• [What is needed]:
Please turn all the rows below into a numbered list, skipping blank lines and leaving the pictures out of your answer.

Recorded data
***

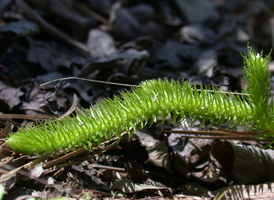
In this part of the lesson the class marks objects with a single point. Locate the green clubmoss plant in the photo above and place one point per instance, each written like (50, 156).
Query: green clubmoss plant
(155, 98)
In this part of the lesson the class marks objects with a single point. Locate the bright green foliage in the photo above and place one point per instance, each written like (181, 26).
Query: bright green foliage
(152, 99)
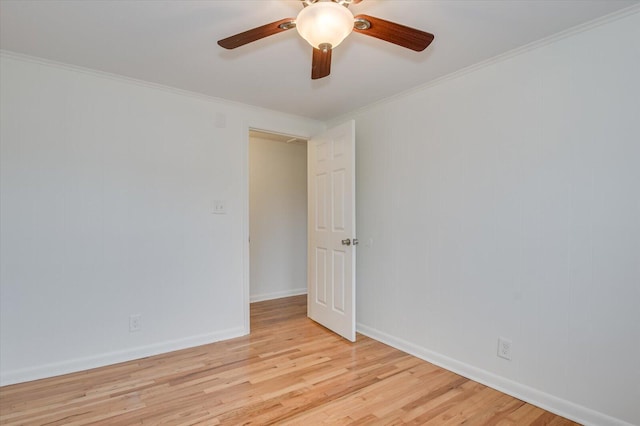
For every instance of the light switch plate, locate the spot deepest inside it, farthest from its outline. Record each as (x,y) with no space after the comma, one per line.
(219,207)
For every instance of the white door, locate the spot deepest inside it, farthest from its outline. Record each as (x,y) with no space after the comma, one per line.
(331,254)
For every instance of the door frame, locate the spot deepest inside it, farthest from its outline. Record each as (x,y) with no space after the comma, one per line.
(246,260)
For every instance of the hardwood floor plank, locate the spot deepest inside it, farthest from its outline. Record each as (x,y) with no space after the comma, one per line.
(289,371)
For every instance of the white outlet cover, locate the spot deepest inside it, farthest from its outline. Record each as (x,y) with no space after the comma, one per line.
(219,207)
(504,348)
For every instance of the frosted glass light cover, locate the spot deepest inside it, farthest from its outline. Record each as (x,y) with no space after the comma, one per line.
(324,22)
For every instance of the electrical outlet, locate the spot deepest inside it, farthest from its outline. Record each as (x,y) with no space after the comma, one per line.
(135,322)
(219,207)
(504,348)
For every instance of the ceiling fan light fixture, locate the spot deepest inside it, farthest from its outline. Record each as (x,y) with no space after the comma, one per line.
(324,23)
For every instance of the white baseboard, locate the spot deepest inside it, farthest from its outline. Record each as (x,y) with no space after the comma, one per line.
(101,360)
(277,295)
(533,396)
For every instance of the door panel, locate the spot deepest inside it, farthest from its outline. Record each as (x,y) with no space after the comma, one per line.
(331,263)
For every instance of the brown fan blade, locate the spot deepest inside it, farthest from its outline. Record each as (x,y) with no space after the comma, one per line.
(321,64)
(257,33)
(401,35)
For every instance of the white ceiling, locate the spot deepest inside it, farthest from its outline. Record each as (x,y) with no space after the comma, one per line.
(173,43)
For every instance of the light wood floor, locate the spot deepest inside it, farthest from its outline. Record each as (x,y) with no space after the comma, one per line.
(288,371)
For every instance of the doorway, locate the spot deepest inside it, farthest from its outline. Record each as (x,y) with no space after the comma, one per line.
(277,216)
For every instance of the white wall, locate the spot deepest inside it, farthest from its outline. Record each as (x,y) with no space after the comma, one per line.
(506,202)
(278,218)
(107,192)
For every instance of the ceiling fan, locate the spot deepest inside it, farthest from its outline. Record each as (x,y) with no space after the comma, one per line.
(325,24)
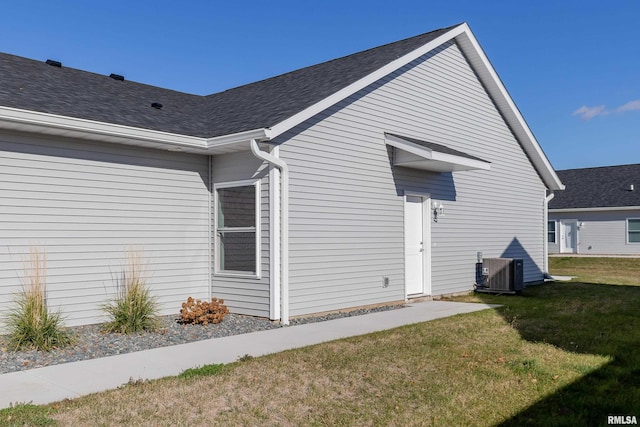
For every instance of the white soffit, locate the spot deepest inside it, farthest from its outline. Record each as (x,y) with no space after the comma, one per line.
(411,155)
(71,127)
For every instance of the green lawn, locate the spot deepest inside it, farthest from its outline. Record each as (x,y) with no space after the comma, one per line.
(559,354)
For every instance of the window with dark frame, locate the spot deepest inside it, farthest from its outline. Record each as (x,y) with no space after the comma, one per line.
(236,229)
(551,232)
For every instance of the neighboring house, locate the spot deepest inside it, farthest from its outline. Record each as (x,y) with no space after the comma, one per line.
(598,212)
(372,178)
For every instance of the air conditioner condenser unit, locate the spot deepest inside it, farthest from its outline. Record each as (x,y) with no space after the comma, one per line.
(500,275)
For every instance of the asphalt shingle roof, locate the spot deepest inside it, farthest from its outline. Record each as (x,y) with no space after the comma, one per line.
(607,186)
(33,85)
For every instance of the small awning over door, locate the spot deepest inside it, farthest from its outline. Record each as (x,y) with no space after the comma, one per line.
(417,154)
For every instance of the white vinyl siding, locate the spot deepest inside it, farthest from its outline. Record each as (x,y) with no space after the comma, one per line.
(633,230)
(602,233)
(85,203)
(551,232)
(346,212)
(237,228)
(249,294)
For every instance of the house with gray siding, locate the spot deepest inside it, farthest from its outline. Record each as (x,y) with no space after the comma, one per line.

***

• [Final result]:
1. In this part of the lesson the class marks objects with a single point. Locate the green clubmoss plant in the photo above and place one point per instance, each written like (50, 156).
2. Query: green clubmoss plant
3. (155, 98)
4. In this part of the lesson the class marks objects with a single point. Locate the bright green foliage in the photo above and place one point per instance, each written like (181, 26).
5. Query: bright green foliage
6. (152, 99)
7. For every instance of the light switch plate, locate the spot deepest inside it, farthest from its outline. Record each as (x,y) with no space after the comma, one per line.
8. (219,207)
9. For every instance of the white door, locate the spot deepest inside it, farthest from its outline. Record each as (x,y) with no space after the comma, one per line.
10. (331,254)
11. For every instance of the door frame, locate the spot deepest inside it, farthest from its outline. Record each as (x,y) with no space after the comma, one per line.
12. (246,260)
13. For every instance of the hardwood floor plank, locate the spot deepest inside it, farthest from its outline. Record each as (x,y) with no space after the comma, one per line.
14. (289,371)
15. For every instance of the white outlet cover, locate the spot deepest inside it, farthest from its outline. Record each as (x,y) with no space after the comma, one per line.
16. (219,207)
17. (504,348)
18. For every instance of the frosted glass light cover, locate the spot deepest inside it, farthest from its outline. Record each as (x,y) with no space after the comma, one per line.
19. (324,22)
20. For every instance of the electrical outlet, locate the spot deepest inside it, farthest from its outline. Record each as (x,y) with no space after the comma, one per line.
21. (135,322)
22. (219,207)
23. (504,348)
24. For every instance of the ceiling fan light fixture, locate the spot deepest inside it, farthest from its outline. Record each as (x,y) with no space after the comma, one per line.
25. (324,23)
26. For every instance of the white baseboard, locate the spot deepest inside it, farthest from its outline. Record each as (x,y) with no space after the comma, one per line.
27. (101,360)
28. (277,295)
29. (533,396)
30. For every instance of the door panel, locate the spot deepest inside it, farthest from its outline. Record each as (x,y) with no space after the comma, one per line.
31. (331,263)
32. For every instance of the brown fan blade, locate the spot deepest inside it, farthest from its outline. Record each as (x,y) with no space after the comma, one per line.
33. (321,64)
34. (257,33)
35. (401,35)
36. For every instance of the white ceiling, locate the spot deepest inside it, farthest from its outline. Record each as (x,y) with no space after the comma, one per line.
37. (173,43)
38. For every instance of the light wood floor, locate the spot deepest inside it, farthest from its outline. Record each as (x,y) with no space after the comma, one per line.
39. (288,371)
40. For every instance of the doorway, locate the spot deepest inside it, farthest from its outline. Record each as (x,y) with no space after the comma, one per line.
41. (277,216)
42. For every instance of the white wall, locate the spot deepest inside it, farthest from its outline. Record each as (x,y) with no space after the comma, one per line.
43. (506,202)
44. (278,218)
45. (107,192)
46. For every instance of the ceiling fan, locate the spot deepest inside it, farthest from its outline. Record each as (x,y) with no space after the comma, one per line.
47. (325,24)
48. For every instance of the white soffit, locate the spot deepest inside it, farthest from its outline. Record each as (x,y) with no space after the comma, one per line.
49. (411,155)
50. (71,127)
51. For every instance of the green lawn, locate the spot deepest inside it, farthest from its outline. Record each as (x,y) with no space after the comma, one per line.
52. (559,354)
53. For every instance of the window with dark frame, locate the spot deepest inside it, farthest from its outline. Record each as (x,y) with no space after the comma, one per line.
54. (236,229)
55. (551,232)
56. For every instance of the neighboring house, locate the spot deepest inside it, farthest from its outline. Record each as (x,y) with no space after the comma, one per line.
57. (598,212)
58. (372,178)
59. For every instance of the air conditioner condenser unit, locate the spot deepest inside it, farthest from its outline. Record each as (x,y) with no space after the comma, one per line.
60. (500,275)
61. For every instance of the asphalt shingle roof, locate the spot deepest inside it, farthest from its outline. Record each as (x,y) with no space after the comma, one per line.
62. (607,186)
63. (33,85)
64. For every instance of the small awning over door, locate the spot deepest inside it, farthest from its outline. Record each as (x,y) with no space after the comma, one per line.
65. (417,154)
66. For every instance of the white vinyl siding, locate the spot deepest inside it, farthest from its outline. Record each as (x,y) with no space after the comma, one per line.
67. (633,230)
68. (602,233)
69. (85,203)
70. (551,232)
71. (346,212)
72. (237,228)
73. (249,294)
74. For every instance of the house with gray siding, locate the spot deepest inside it, farthest from its outline. Record each as (x,y) with no space after the comma, one per line.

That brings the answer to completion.